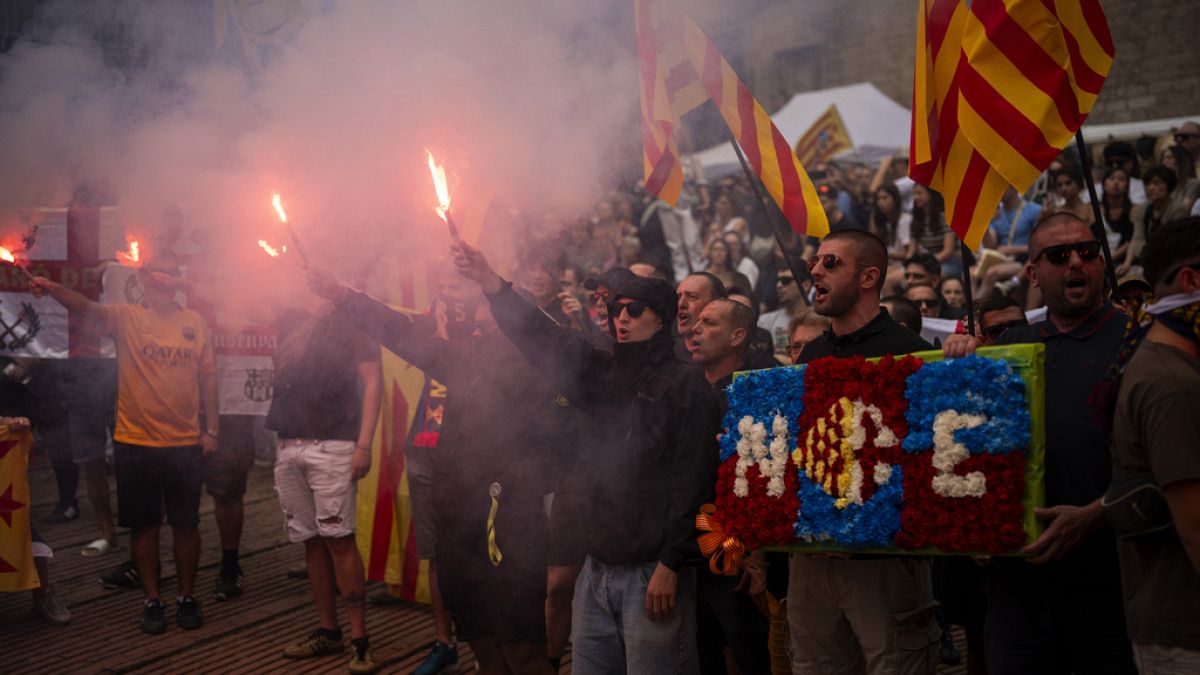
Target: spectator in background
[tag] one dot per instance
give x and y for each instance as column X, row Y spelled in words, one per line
column 1122, row 155
column 727, row 215
column 803, row 329
column 1159, row 208
column 1188, row 136
column 953, row 293
column 904, row 311
column 929, row 228
column 931, row 303
column 892, row 223
column 738, row 260
column 1155, row 434
column 1187, row 186
column 838, row 219
column 996, row 315
column 791, row 304
column 1117, row 210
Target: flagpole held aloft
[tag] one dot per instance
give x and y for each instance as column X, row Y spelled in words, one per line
column 1085, row 162
column 766, row 213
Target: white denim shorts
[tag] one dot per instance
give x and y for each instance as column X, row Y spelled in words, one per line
column 316, row 485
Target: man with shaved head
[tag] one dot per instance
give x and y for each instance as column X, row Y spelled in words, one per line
column 853, row 614
column 1060, row 609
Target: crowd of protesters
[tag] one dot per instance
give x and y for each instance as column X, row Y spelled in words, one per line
column 585, row 399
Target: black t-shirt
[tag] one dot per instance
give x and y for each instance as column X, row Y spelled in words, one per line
column 880, row 336
column 1078, row 465
column 317, row 393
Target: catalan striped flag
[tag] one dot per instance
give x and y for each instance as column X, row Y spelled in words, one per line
column 1000, row 88
column 1036, row 69
column 679, row 69
column 17, row 571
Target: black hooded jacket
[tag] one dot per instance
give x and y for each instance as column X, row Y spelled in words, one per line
column 648, row 444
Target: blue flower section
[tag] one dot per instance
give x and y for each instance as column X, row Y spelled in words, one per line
column 871, row 524
column 970, row 386
column 762, row 394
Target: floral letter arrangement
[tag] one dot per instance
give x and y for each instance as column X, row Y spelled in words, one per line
column 915, row 454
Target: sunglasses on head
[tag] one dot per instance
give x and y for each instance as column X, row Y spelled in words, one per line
column 827, row 261
column 993, row 332
column 1060, row 254
column 635, row 309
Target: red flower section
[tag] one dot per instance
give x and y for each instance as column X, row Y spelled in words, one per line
column 757, row 520
column 880, row 384
column 990, row 524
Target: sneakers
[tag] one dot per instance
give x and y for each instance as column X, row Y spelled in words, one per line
column 49, row 608
column 228, row 583
column 361, row 662
column 187, row 613
column 64, row 514
column 318, row 643
column 442, row 658
column 153, row 620
column 124, row 577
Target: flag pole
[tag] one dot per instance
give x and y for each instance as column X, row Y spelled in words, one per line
column 774, row 226
column 1085, row 161
column 966, row 285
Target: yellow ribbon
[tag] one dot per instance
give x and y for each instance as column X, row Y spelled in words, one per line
column 724, row 550
column 493, row 551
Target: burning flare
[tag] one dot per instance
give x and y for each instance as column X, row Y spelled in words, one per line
column 271, row 250
column 439, row 184
column 279, row 208
column 132, row 257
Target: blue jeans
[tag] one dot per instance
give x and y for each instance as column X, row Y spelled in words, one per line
column 613, row 634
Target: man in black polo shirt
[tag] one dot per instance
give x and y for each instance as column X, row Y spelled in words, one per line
column 852, row 611
column 1061, row 609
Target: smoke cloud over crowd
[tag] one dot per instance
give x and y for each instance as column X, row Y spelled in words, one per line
column 190, row 114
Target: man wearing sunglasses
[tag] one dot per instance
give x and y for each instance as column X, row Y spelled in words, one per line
column 649, row 452
column 166, row 378
column 1062, row 603
column 844, row 611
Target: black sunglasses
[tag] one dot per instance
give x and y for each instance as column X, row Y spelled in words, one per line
column 994, row 332
column 634, row 308
column 827, row 261
column 1060, row 254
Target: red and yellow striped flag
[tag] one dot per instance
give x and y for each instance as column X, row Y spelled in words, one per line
column 679, row 69
column 1000, row 88
column 1036, row 69
column 941, row 155
column 17, row 571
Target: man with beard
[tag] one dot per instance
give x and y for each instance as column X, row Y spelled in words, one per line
column 695, row 291
column 1060, row 610
column 855, row 613
column 649, row 453
column 499, row 448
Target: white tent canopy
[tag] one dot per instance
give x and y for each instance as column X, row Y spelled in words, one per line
column 877, row 125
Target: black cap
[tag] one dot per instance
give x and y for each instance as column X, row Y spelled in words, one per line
column 658, row 294
column 611, row 279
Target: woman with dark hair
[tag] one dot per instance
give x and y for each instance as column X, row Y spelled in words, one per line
column 1161, row 183
column 1180, row 160
column 929, row 228
column 1117, row 210
column 1067, row 186
column 892, row 223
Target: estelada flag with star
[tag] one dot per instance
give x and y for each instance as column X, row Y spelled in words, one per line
column 679, row 69
column 17, row 572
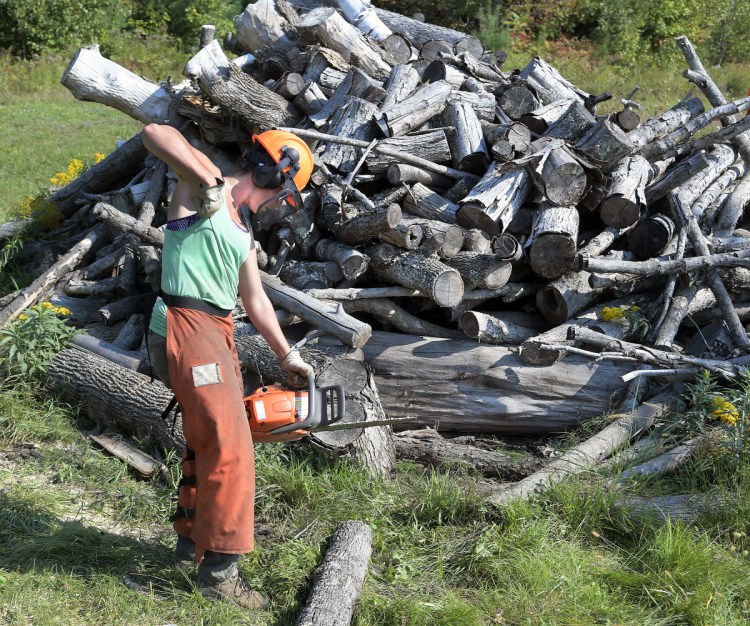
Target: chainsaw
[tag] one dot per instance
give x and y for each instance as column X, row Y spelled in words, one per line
column 273, row 410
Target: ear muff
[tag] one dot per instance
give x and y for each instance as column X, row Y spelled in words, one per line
column 272, row 176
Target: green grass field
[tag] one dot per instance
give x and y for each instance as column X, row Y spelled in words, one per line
column 85, row 542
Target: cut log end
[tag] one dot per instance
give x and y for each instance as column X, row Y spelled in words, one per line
column 473, row 216
column 552, row 255
column 448, row 289
column 566, row 186
column 552, row 305
column 619, row 212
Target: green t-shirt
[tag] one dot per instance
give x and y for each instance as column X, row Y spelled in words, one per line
column 201, row 261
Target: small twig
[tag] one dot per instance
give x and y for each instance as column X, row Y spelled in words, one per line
column 353, row 173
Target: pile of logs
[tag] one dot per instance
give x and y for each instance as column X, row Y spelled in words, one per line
column 464, row 230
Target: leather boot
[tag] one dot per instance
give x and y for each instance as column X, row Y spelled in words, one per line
column 219, row 578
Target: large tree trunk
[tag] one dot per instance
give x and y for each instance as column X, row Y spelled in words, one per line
column 256, row 106
column 113, row 397
column 334, row 365
column 429, row 447
column 462, row 386
column 92, row 78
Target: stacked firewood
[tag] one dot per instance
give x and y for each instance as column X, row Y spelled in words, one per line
column 452, row 202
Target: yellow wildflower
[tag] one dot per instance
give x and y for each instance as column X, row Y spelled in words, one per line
column 74, row 169
column 725, row 412
column 612, row 313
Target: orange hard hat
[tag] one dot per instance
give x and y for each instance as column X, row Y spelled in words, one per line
column 274, row 141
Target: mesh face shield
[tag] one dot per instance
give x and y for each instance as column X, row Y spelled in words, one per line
column 275, row 209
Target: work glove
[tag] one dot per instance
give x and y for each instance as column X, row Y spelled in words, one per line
column 210, row 199
column 297, row 370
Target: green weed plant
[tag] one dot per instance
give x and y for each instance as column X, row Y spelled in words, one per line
column 28, row 344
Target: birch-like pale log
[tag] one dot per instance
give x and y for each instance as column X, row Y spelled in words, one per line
column 418, row 108
column 124, row 223
column 92, row 78
column 702, row 78
column 30, row 295
column 412, row 269
column 495, row 200
column 661, row 125
column 397, row 154
column 393, row 316
column 327, row 27
column 469, row 150
column 660, row 267
column 625, row 201
column 549, row 85
column 712, row 276
column 260, row 25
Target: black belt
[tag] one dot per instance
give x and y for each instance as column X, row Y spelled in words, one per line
column 196, row 304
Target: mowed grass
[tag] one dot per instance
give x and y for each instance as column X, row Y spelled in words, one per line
column 86, row 542
column 44, row 126
column 42, row 132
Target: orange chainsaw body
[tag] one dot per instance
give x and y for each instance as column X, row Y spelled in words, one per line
column 269, row 408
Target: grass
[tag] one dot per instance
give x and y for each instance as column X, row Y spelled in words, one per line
column 87, row 542
column 44, row 126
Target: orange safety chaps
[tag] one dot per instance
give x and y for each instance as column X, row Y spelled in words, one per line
column 217, row 490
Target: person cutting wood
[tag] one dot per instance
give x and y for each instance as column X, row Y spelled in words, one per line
column 208, row 256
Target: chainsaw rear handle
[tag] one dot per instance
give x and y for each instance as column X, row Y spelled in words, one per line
column 317, row 415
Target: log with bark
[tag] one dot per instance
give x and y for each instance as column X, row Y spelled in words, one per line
column 338, row 581
column 426, row 160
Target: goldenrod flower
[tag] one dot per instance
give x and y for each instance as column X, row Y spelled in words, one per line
column 74, row 169
column 725, row 412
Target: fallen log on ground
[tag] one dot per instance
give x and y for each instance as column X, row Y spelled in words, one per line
column 586, row 455
column 338, row 581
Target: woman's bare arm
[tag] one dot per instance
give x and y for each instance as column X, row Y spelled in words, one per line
column 190, row 165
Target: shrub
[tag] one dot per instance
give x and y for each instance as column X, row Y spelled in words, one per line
column 28, row 344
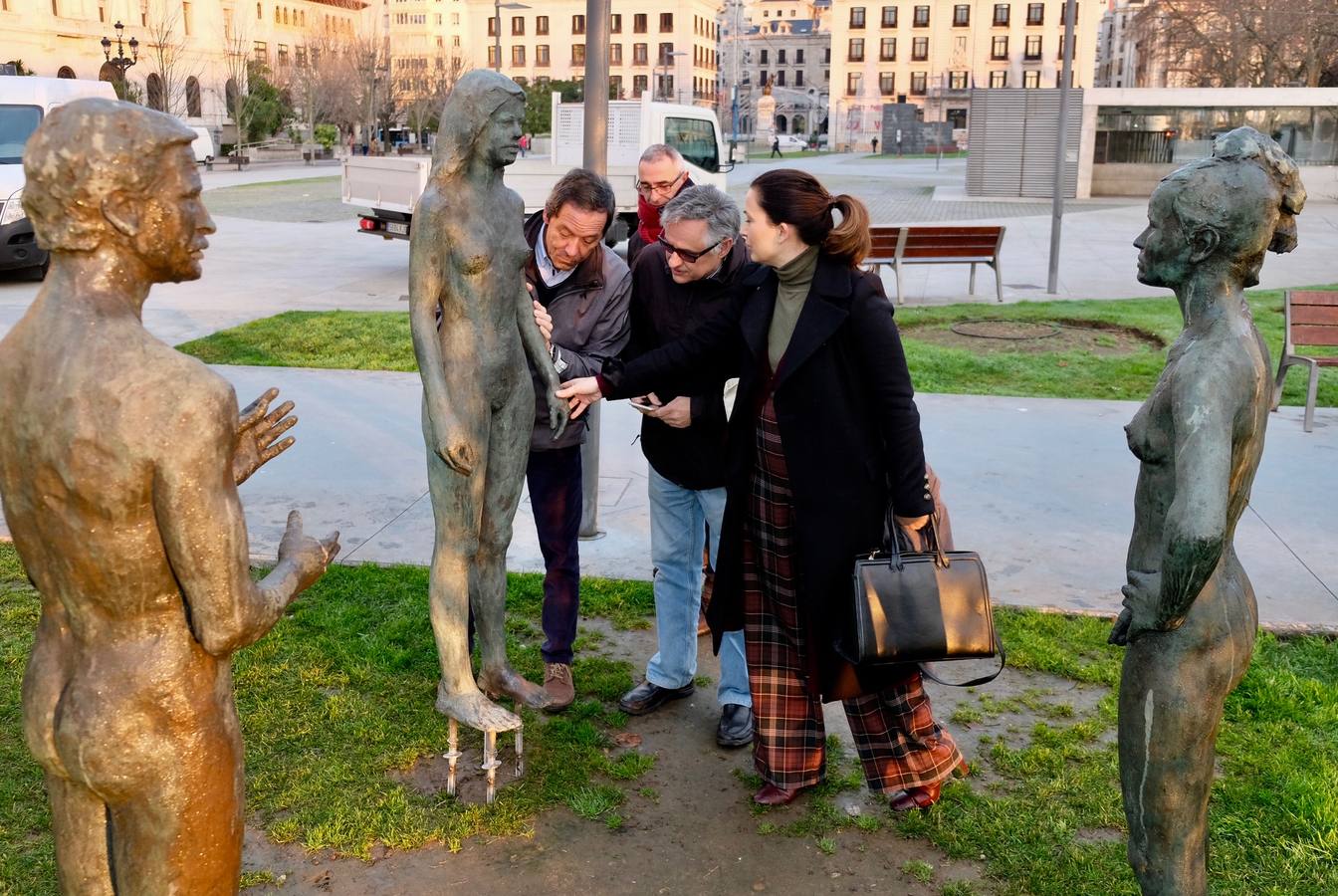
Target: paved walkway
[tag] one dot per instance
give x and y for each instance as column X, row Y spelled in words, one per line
column 1041, row 487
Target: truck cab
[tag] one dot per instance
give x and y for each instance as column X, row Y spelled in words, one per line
column 23, row 102
column 391, row 186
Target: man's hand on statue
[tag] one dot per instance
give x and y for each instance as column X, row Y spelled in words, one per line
column 579, row 393
column 559, row 413
column 544, row 320
column 259, row 432
column 677, row 413
column 311, row 557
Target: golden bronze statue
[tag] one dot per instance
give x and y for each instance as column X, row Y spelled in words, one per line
column 119, row 462
column 1190, row 612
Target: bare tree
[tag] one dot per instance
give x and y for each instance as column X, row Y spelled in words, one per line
column 169, row 59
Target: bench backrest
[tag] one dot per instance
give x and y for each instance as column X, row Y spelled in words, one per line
column 936, row 242
column 1311, row 318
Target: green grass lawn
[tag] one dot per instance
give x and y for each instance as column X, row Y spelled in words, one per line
column 337, row 700
column 380, row 341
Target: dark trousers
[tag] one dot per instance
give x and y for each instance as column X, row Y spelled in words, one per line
column 555, row 479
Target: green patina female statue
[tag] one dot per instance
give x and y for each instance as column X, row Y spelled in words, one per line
column 473, row 324
column 1190, row 612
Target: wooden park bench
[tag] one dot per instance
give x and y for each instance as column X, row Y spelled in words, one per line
column 898, row 246
column 1310, row 318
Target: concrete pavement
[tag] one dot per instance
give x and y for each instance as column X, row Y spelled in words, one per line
column 1042, row 488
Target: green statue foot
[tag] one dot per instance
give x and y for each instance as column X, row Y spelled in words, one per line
column 508, row 682
column 471, row 708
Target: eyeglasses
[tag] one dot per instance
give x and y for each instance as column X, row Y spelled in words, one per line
column 691, row 257
column 648, row 189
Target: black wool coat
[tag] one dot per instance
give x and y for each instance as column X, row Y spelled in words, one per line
column 848, row 427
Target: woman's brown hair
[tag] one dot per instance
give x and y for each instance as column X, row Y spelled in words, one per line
column 799, row 199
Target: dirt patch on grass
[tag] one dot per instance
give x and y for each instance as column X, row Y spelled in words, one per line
column 1103, row 339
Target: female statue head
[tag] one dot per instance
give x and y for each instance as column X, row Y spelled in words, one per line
column 482, row 116
column 1222, row 213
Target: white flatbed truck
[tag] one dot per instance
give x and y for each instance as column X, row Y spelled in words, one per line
column 389, row 186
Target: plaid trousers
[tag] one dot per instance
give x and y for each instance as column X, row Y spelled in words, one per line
column 898, row 741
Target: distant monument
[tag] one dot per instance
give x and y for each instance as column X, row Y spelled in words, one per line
column 119, row 463
column 473, row 326
column 1190, row 612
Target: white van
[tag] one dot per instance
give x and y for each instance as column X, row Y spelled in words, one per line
column 23, row 102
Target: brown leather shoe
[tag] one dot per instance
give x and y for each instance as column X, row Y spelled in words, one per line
column 773, row 795
column 557, row 684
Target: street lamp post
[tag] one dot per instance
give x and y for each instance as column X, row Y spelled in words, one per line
column 120, row 63
column 664, row 63
column 497, row 31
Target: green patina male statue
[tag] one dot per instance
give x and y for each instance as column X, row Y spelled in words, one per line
column 119, row 462
column 473, row 326
column 1190, row 612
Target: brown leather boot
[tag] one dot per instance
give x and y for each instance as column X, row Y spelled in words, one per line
column 558, row 686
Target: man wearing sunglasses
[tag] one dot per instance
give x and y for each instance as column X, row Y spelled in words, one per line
column 661, row 175
column 679, row 283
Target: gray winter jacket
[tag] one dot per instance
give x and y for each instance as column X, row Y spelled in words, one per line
column 590, row 324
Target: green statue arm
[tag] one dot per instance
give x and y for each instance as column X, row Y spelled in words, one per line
column 1197, row 522
column 533, row 339
column 203, row 531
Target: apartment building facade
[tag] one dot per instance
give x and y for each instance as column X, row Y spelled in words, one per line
column 194, row 38
column 666, row 47
column 933, row 53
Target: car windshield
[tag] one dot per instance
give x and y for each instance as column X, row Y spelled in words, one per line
column 16, row 125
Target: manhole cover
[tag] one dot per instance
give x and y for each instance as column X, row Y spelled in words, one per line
column 1005, row 330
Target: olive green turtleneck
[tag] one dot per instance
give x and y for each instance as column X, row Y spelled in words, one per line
column 795, row 279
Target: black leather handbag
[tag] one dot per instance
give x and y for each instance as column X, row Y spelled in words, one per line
column 918, row 607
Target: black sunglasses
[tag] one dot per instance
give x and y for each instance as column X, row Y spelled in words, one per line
column 691, row 257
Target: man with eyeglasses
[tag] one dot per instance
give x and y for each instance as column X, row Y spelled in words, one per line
column 679, row 283
column 661, row 175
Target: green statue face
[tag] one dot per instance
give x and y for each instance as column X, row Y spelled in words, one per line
column 1164, row 246
column 502, row 139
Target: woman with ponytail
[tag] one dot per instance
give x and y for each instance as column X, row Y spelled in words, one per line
column 824, row 433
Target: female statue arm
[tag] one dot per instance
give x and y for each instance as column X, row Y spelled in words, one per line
column 534, row 346
column 427, row 280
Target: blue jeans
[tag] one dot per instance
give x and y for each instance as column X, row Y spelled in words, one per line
column 679, row 519
column 555, row 479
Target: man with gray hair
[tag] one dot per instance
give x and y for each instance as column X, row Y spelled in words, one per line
column 661, row 175
column 679, row 283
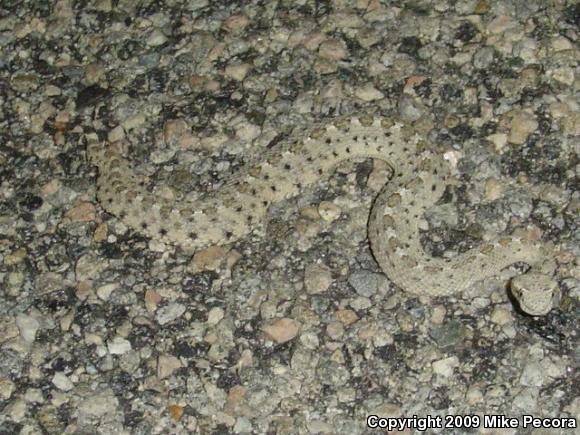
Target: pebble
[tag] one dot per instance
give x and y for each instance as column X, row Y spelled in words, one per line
column 167, row 365
column 118, row 346
column 28, row 326
column 366, row 283
column 521, row 126
column 281, row 330
column 446, row 366
column 368, row 93
column 62, row 382
column 317, row 278
column 169, row 313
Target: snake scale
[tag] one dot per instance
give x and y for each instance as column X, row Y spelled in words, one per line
column 420, row 177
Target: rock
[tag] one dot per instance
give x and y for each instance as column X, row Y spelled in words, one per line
column 444, row 367
column 317, row 278
column 118, row 346
column 281, row 330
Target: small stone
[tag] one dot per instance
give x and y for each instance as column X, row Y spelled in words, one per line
column 152, row 300
column 410, row 110
column 176, row 412
column 62, row 382
column 335, row 330
column 236, row 24
column 99, row 405
column 444, row 367
column 501, row 316
column 329, row 211
column 207, row 259
column 521, row 126
column 118, row 346
column 368, row 93
column 366, row 283
column 15, row 257
column 215, row 315
column 482, row 7
column 169, row 313
column 533, row 374
column 116, row 134
column 332, row 49
column 565, row 76
column 237, row 71
column 317, row 278
column 101, row 233
column 28, row 326
column 346, row 316
column 493, row 190
column 499, row 140
column 282, row 330
column 166, row 365
column 156, row 38
column 7, row 387
column 499, row 24
column 104, row 292
column 474, row 396
column 449, row 334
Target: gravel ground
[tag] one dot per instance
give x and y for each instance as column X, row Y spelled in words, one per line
column 292, row 330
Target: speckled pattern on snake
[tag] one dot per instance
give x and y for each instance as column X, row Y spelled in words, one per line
column 419, row 179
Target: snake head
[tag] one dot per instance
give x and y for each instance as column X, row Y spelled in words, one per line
column 535, row 292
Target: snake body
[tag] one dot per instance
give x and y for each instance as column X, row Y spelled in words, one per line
column 419, row 179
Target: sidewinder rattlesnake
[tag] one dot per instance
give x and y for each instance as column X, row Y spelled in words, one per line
column 419, row 179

────────────────────

• **What is being asked**:
In the records above, how many lines contain the word "section"? Give the number alone.

• **Answer to this problem**:
2